§ RECORDS:
:::
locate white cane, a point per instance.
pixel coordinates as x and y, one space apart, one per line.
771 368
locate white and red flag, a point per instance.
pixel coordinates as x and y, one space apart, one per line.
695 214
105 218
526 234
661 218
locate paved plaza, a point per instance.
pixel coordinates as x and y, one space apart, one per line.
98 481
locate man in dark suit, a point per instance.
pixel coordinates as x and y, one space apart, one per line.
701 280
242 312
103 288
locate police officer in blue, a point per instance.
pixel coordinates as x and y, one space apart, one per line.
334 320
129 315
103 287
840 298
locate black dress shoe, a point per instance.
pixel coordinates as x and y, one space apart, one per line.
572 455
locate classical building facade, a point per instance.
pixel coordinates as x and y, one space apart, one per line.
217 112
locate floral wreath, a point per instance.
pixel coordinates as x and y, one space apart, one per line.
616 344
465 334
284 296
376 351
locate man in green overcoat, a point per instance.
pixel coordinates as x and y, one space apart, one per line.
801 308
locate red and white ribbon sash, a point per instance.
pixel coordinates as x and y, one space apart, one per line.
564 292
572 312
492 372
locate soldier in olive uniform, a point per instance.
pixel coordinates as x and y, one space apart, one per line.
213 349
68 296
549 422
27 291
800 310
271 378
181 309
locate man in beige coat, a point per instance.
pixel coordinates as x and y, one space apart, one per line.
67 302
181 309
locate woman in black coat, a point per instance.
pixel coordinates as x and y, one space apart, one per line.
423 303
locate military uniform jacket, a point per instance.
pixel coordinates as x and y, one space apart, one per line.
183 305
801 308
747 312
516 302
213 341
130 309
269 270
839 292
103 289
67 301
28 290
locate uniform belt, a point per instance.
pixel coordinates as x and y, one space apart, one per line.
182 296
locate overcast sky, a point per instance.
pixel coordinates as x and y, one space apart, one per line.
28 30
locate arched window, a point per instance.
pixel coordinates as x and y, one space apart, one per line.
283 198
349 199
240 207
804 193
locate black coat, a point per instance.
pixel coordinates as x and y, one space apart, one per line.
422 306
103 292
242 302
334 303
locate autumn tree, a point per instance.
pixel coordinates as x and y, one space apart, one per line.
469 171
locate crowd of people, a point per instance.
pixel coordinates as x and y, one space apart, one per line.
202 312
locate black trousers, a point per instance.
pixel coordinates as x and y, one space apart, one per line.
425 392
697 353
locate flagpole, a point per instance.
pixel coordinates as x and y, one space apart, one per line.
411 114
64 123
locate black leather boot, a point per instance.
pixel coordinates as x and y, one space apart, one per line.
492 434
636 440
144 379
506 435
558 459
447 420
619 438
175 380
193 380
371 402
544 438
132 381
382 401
:::
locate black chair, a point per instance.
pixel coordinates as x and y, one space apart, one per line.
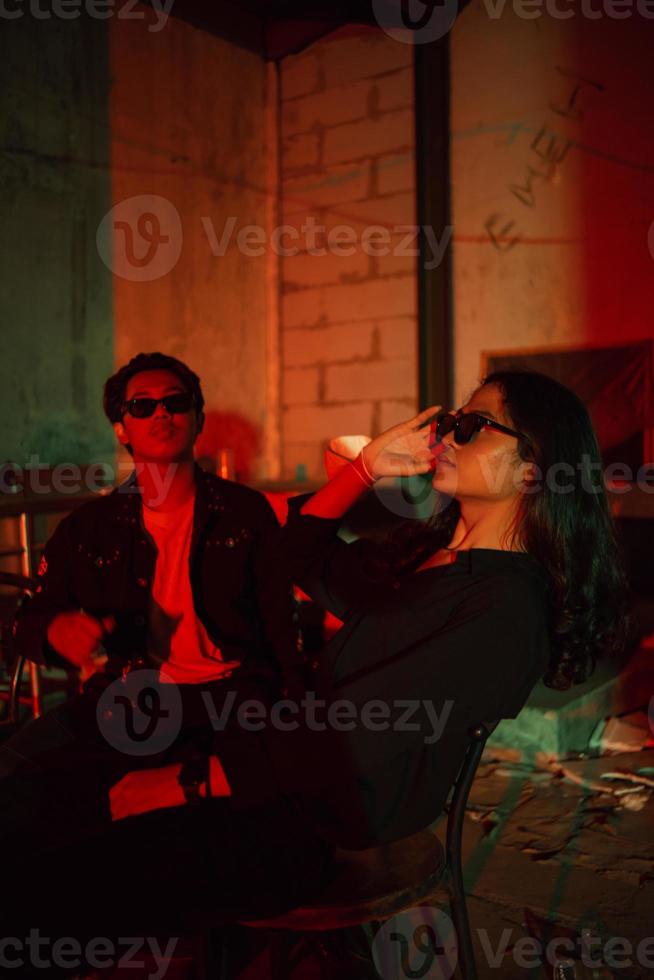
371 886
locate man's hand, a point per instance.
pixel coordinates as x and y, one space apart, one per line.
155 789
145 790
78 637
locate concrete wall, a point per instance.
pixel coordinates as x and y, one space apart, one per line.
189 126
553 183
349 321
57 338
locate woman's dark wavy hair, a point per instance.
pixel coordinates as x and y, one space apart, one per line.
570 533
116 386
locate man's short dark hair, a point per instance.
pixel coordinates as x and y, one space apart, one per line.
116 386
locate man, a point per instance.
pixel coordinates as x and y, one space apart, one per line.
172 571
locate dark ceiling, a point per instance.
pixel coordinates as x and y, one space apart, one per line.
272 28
:::
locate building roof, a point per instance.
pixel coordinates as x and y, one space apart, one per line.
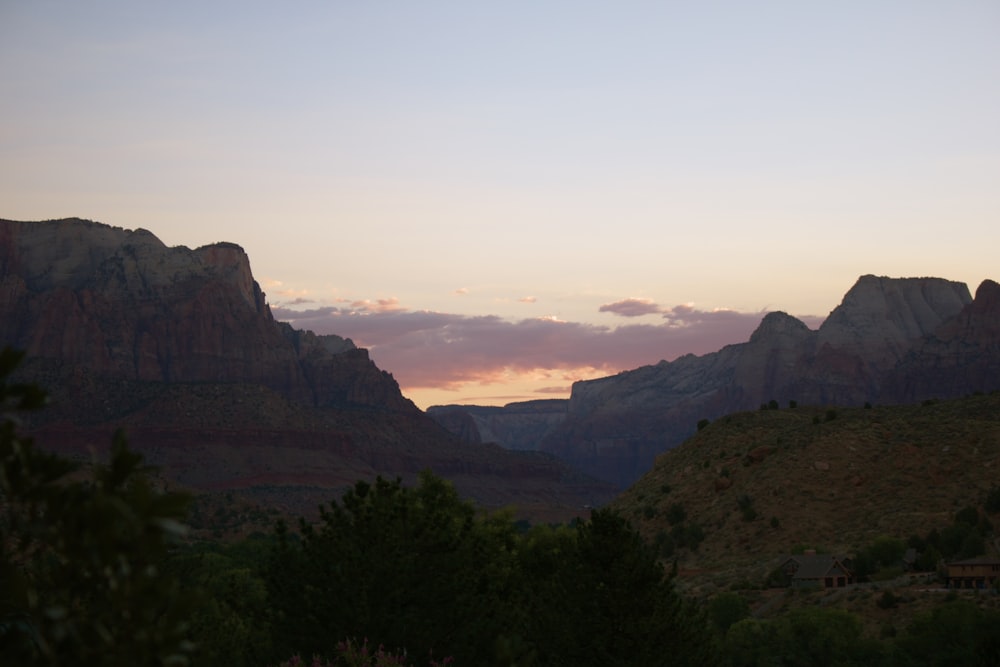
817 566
:::
§ WHAT IS EXPECTED:
Send back exactly the lines of the listing above starting at the one with "locate black coat, a point per instance." and ending at the one with "locate flagpole, a point per instance.", inclusive, and no others.

§ RESPONSE AREA:
locate black coat, a point per instance.
pixel coordinates as x and y, one space apart, one per line.
422 306
103 292
242 302
334 303
locate autumn tree, a point per instance.
pixel coordinates as x and y, one space apart, one per line.
469 171
locate crowd of people, a point per instance.
pixel coordinates as x and y, one space apart, one per line.
202 312
locate black trousers, a point per instance.
pixel coordinates as x and y, one space apart, one per line.
425 392
697 353
locate flagpole, a point per instance.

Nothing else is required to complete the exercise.